> _Written problem_
Take the line that contains "Practice task. Find the basketball in" and each line after it in the material below, and transcribe them exactly, stopping at the end.

> _Source records_
- - -
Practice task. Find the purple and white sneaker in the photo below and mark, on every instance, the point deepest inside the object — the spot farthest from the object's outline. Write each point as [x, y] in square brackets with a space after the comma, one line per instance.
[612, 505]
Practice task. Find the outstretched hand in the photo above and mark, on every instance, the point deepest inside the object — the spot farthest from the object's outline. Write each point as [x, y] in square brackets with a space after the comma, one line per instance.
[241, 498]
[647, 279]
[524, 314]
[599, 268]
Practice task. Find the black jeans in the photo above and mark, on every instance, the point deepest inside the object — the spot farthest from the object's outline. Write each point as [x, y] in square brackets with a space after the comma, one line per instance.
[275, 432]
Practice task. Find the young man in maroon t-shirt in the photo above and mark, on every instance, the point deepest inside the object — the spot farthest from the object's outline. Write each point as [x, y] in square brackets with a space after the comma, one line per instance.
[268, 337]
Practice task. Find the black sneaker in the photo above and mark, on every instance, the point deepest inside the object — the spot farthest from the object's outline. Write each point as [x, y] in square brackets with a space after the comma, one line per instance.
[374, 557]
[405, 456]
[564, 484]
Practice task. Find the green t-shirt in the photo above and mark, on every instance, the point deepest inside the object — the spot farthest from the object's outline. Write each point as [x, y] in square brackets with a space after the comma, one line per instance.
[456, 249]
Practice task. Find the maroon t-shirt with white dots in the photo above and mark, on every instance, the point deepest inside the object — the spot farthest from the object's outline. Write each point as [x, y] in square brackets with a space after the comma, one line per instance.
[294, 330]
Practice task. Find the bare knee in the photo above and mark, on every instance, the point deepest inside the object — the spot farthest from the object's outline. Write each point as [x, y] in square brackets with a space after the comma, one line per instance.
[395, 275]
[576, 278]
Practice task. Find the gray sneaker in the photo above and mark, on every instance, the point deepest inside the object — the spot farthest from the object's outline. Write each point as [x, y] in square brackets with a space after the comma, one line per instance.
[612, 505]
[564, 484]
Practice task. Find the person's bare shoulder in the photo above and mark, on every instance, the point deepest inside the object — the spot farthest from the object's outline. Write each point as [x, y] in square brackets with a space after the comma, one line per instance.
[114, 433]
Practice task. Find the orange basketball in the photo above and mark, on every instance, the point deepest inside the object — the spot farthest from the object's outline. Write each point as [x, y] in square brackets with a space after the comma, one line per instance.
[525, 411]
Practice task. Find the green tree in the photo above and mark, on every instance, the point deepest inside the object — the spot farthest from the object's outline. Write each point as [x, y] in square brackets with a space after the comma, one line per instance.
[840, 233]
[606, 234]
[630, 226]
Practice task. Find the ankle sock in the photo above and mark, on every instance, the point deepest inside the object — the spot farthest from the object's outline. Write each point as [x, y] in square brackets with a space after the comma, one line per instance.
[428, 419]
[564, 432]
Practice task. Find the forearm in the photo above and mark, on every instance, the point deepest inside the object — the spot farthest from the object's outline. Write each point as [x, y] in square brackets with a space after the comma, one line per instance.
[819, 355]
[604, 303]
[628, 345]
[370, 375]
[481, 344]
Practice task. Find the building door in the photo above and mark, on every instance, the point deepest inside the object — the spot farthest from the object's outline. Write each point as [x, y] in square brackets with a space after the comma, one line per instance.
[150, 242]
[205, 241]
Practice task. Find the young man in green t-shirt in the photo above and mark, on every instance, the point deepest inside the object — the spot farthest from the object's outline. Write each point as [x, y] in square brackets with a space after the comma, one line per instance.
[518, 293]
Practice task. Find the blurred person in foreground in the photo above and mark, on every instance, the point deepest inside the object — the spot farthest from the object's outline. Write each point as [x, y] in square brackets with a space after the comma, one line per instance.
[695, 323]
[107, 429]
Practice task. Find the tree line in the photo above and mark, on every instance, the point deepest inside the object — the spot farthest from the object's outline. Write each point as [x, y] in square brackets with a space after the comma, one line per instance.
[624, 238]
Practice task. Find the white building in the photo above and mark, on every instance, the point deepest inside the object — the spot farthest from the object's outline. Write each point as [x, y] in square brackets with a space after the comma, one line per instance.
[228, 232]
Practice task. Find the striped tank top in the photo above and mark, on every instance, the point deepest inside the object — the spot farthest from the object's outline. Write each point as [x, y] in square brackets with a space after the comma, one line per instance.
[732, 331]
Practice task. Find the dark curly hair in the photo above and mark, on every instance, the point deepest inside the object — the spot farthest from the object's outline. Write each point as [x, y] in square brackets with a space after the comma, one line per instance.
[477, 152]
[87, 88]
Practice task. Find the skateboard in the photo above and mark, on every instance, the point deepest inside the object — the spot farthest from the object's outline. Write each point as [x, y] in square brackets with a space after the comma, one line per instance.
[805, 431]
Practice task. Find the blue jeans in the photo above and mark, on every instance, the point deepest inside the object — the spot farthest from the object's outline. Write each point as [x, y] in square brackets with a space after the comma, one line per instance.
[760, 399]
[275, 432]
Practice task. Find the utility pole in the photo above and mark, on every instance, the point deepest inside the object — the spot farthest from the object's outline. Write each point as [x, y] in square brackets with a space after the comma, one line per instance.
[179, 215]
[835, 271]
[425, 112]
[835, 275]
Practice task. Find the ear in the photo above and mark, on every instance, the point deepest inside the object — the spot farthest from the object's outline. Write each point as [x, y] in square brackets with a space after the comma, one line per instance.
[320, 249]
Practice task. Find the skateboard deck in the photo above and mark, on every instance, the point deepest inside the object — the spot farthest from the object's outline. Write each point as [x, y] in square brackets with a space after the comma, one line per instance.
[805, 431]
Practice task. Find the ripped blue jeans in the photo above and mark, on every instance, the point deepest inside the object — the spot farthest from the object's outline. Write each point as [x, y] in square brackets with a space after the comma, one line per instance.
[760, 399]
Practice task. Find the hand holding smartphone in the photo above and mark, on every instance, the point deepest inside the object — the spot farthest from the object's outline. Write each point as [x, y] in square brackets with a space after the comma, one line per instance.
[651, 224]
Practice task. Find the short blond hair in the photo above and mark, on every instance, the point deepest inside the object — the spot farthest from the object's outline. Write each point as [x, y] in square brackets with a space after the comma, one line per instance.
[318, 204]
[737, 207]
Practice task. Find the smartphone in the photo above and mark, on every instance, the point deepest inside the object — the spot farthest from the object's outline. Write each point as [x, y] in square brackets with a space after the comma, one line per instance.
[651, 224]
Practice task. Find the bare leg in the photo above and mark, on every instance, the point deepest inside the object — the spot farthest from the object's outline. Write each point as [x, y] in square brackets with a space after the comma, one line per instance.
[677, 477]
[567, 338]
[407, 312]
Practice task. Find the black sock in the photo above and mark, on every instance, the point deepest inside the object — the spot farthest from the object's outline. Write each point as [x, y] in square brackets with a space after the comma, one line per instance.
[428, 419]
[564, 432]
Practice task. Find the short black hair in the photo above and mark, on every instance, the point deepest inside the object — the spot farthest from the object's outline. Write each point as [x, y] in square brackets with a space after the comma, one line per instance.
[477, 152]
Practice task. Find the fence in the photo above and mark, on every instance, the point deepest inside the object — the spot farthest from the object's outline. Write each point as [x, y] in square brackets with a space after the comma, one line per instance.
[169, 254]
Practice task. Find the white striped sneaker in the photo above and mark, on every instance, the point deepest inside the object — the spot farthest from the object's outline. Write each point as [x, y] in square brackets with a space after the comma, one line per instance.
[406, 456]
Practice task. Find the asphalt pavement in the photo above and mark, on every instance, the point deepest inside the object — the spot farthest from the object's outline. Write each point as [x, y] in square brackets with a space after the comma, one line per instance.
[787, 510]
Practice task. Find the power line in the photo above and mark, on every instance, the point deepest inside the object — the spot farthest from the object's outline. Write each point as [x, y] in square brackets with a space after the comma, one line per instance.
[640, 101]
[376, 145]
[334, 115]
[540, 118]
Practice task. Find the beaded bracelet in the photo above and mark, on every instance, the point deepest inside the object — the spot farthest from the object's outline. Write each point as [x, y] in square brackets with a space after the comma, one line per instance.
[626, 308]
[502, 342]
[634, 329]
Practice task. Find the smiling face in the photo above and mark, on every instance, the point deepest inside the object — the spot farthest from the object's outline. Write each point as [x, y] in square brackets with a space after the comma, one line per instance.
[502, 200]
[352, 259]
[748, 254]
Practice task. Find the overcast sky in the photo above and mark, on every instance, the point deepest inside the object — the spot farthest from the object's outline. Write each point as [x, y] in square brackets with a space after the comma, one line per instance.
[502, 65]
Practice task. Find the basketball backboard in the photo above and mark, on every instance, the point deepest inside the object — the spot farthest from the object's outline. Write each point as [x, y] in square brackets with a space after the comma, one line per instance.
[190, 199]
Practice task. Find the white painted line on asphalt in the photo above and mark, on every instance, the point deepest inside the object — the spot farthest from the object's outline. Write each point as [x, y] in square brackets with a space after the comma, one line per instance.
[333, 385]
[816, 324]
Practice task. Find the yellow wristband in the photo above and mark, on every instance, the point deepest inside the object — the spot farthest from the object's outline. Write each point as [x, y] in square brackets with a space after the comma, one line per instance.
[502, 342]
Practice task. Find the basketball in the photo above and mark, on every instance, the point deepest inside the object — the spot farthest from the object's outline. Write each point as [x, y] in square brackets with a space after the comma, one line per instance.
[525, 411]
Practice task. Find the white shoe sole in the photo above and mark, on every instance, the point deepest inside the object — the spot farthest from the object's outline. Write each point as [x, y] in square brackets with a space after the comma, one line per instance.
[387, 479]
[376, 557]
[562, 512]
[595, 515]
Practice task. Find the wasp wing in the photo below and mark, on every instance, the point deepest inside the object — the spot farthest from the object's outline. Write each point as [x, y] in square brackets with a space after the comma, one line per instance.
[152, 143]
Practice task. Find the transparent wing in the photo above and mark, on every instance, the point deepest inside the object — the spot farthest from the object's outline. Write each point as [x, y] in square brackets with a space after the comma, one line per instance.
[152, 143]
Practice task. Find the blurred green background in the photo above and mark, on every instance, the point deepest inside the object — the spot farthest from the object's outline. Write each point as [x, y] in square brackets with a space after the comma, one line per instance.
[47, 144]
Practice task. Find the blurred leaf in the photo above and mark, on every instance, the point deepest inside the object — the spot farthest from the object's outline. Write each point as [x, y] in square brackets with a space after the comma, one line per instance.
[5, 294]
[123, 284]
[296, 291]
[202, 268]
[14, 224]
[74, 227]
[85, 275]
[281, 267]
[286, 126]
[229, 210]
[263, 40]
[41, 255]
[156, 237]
- - -
> _Solution below_
Practice task. Find the basketball in the photo above and mark, on every instance, the point deepest inside the object — the spot farthest from the object's outline. Write each point as [x, y] in square brackets with a space after the comma, one line per instance.
[525, 411]
Practice task. Find the white shoe sole in the photo above and mark, on every instance, the point deepest inside the object — the spot farthest from the object's outline. Write each point as [x, y] in square brackets with a space after the comma, one line per instance.
[387, 479]
[376, 557]
[562, 512]
[595, 515]
Practice task. Find the wasp wing in the photo below and mark, on every instance, the point deepest inside the object — the spot farthest from the object's outline. Write each point as [x, y] in square brackets with a space after the comma, one line per instance.
[152, 143]
Practice task. Find the transparent wing in the photo above and mark, on every instance, the point deepest inside the object — the spot farthest from the object's outline. Write each point as [x, y] in square brackets with a space after the comma, one line per instance.
[152, 143]
Practice task. Find the blurred green background in the photo above and mark, on every instance, the point deepest inside the object — the spot farthest from the object's outline. Write each point as [x, y] in square brackets with a space after the comma, one line per instance.
[47, 144]
Practice task. Find the blurred leaf in the photo above and mark, on every instance, the point deepest inside the object — the spot farthest from the object's outline. Write each point as [x, y] in square brackets with a space after the comma, one line per instance.
[5, 294]
[123, 284]
[296, 291]
[202, 268]
[14, 224]
[74, 227]
[85, 275]
[281, 267]
[286, 126]
[229, 210]
[263, 40]
[41, 255]
[156, 237]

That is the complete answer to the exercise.